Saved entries
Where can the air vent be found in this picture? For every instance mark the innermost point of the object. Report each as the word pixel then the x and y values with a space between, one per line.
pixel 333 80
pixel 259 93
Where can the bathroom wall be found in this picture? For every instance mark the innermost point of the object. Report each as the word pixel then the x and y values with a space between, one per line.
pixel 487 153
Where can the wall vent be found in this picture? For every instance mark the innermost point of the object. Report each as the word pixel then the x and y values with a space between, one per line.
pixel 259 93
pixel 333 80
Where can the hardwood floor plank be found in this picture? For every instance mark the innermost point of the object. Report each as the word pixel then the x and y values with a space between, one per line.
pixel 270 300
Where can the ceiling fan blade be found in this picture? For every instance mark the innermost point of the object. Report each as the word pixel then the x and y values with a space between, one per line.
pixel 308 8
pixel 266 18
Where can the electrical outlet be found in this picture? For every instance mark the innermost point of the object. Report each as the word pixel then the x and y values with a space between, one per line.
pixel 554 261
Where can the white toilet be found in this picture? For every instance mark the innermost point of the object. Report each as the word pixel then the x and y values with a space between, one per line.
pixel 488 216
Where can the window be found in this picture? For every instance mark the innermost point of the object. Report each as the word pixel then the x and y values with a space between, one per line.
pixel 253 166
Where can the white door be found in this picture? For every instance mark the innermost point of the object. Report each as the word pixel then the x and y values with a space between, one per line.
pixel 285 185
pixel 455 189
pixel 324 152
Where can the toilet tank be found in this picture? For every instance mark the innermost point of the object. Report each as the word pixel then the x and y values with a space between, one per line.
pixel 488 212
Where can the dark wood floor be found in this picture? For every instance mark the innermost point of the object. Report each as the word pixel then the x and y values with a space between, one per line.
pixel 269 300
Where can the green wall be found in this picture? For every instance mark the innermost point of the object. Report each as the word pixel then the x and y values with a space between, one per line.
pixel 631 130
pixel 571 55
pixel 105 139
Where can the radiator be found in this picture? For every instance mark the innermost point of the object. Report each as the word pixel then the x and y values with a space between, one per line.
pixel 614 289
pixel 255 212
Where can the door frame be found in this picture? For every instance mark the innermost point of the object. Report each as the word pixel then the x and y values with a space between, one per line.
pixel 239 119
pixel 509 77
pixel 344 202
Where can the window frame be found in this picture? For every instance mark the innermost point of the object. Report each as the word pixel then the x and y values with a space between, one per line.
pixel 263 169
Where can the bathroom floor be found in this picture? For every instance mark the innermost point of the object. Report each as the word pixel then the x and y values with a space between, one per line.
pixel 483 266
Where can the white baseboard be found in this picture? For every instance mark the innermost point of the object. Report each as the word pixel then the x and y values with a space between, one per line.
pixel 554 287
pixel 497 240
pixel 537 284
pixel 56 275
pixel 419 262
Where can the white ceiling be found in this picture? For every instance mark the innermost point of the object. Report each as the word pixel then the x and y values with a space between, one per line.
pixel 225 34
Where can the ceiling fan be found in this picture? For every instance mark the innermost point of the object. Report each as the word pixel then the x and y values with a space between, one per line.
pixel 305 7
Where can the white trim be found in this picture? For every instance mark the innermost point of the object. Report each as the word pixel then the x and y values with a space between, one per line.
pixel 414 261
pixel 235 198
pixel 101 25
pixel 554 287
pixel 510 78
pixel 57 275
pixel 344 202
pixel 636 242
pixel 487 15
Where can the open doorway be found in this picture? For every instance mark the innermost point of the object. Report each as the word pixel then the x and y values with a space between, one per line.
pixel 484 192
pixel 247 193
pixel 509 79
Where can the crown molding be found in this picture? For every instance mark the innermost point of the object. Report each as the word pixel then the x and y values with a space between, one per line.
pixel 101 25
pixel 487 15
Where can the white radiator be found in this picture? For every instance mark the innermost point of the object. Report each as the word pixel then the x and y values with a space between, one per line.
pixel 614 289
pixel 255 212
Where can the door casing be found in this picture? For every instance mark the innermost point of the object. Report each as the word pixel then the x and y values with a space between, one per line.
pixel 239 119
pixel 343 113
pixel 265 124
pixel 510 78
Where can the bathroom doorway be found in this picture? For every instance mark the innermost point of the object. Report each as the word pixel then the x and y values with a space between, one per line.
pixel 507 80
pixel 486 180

__Prompt__: For this exercise, output the records in full, exactly.

__Result below__:
Where can the air vent be found in this picture? For every instance mark the innermost point of the object. Report each as the word pixel then the x and y values with a space between, one per line.
pixel 333 80
pixel 259 93
Where can the bathroom wall be found in this picture? For every instance mark the innermost point of the object. Report each as the word pixel then the x and y values with a space between, one per line.
pixel 487 153
Where can the wall vent be found in this picture? For every instance mark the innermost point of the object. Report each as the word pixel then the x and y values with a space between, one per line.
pixel 259 93
pixel 333 80
Where can the hardwood floor plank be found in this picture? For every instance mark the innermost point of the object. Report each as the word pixel then the x and y values with a space between, one per line.
pixel 270 300
Where can the ceiling fan blade be found in this picture? For every instance mark the innermost point of the object. Report each as the word pixel then the x and y values with a space between, one per line.
pixel 308 8
pixel 266 18
Where can the electrical outlet be found in this picture? For every instance mark the innermost point of the object. Report each as the word pixel then the x and y values with a space between, one per line.
pixel 554 261
Where can the white toilet be found in this picture? For every instance mark the innermost point of the object. Report each as the word pixel then the x and y values with a space between, one per line.
pixel 488 216
Where can the window be found in this picture? For every instance mark the innermost point of the object. Report each as the word pixel then the x and y values with a space between, one per line.
pixel 253 166
Where can the white door be found in this picture? For every instance mark the innermost point of the object. Report each as the word pixel then the x and y values with a space between, one per line.
pixel 285 185
pixel 455 189
pixel 324 152
Where can the toilet tank be found in this picture? For every instance mark the innermost point of the object. Report each as the word pixel then the x and y values with a space between, one per line.
pixel 488 212
Where can the dark wood floor be found in this picture? For every instance mark the innermost point of the object. Report each as the word pixel then the x and y values with a space between, one per line.
pixel 269 300
Where can the green wall be found in this picture? For every instance mark the innermost point of the object. Report each as the word pixel then the x and y values with a space between, one per line.
pixel 631 130
pixel 571 55
pixel 105 139
Where can the radiator be found in this picture? For every instance mark the innermost point of the object. Report each as the word pixel then the x and y values with a space between, one per line.
pixel 614 289
pixel 255 212
Where can the door frame be found in this picture? For every instance mark the innermost point of the object. Report each as the word pixel then the x and y values with a space between, one per line.
pixel 239 119
pixel 509 77
pixel 344 202
Where can the window frame be found in this picture? For every instance mark the innermost point of the object. Report each as the word pixel then the x and y values with a space between, one per line.
pixel 263 169
Where can the bathroom floor be found in this picture? For every instance mark the innermost point of the object. Report each as the word pixel then the x and y values with a space between, one per line.
pixel 483 266
Where can the white baseboard be found in this picture? For every instance mark the innermost point of the object. Report each as the word pixel then the x and y values with a space between, one per line.
pixel 554 287
pixel 497 240
pixel 537 284
pixel 56 275
pixel 419 262
Where can the white ceiling be found in this picture? For every instance mark the innermost point of the object. Report each as the word pixel then the x and y values with a space between, one per line.
pixel 225 34
Where can the ceiling fan be found in this picture? For every instance mark the innermost point of the object. Report each as the word pixel then the x and y values with a space between, one per line.
pixel 305 7
Where can the white trim be found in this picture? For every instance mark the innermost point of the object. Report each as the word pixel then the x and y values with a space between, one per line.
pixel 414 261
pixel 235 198
pixel 101 25
pixel 554 287
pixel 510 78
pixel 57 275
pixel 344 202
pixel 636 242
pixel 487 15
Where can the open doorway be found in this picture? For every instance mark the innermost point of the object. Report each as the word pixel then the x and y values with a space between, one per line.
pixel 484 192
pixel 247 193
pixel 509 79
Where can the crown molding be found in this picture? For every instance mark the innermost point of the object. Report each as the word pixel then the x and y values with a space between, one per line.
pixel 101 25
pixel 487 15
Where can the white radiator be found in this picture? For every instance mark the innermost point of the object. Report each as the word pixel then the x and y values with a space between, one per line.
pixel 614 289
pixel 255 212
Where can the door casing be found in this picture? For every instance mark the innermost point of the object. Report each as the word pixel then the x and y values with a space between, one per line.
pixel 239 119
pixel 343 113
pixel 265 124
pixel 510 78
Where can the bathroom doorway be found in this picture? For every instance mark the innermost point of the object. Report each as the word pixel then the x and y values with a space between, one per line.
pixel 507 80
pixel 486 180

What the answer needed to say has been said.